▸ Written task
Lay out the data below as a numbered list, starting at the line containing "Exercise. Indicate the horse" and ending at the last line of the data, with blank lines dropped and pictures left out.

(begin)

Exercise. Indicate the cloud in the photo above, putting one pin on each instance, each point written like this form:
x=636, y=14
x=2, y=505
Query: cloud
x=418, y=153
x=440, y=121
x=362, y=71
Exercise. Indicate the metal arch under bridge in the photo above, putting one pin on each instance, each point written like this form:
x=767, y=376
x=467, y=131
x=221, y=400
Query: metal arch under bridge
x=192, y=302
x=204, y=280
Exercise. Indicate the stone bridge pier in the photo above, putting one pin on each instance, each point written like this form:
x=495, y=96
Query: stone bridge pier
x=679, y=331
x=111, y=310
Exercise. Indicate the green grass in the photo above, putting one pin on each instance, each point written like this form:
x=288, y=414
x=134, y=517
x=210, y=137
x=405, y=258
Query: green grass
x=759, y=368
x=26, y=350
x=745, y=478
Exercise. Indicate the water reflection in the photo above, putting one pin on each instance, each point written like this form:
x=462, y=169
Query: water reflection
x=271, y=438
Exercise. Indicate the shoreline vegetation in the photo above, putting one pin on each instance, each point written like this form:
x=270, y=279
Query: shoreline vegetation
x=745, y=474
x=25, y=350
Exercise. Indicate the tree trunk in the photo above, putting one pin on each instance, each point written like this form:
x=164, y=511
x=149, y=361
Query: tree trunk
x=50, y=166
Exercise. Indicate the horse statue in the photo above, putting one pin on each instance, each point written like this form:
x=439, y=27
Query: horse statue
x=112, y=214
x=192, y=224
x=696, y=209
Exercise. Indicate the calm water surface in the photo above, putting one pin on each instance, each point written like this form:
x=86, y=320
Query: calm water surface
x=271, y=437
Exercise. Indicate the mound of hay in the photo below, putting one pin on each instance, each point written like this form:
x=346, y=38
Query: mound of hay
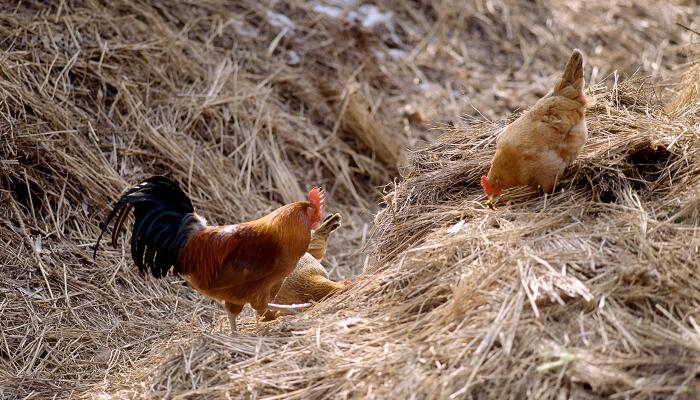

(end)

▸ Answer for the task
1. Exercise. Indicate the horse statue in the photo above, putting one pin on each instance, each point written like this form:
2. x=439, y=27
3. Query: horse statue
4. x=112, y=214
5. x=192, y=224
6. x=696, y=209
7. Exercise. Indicate the calm water surface in the photo above, putting one pin on each instance, each point written like this form:
8. x=86, y=320
9. Query: calm water surface
10. x=271, y=437
11. Exercise. Indicate the mound of hay in the photo below, putting one pin on each instance, each point written like this form:
12. x=346, y=38
13. Query: mound of hay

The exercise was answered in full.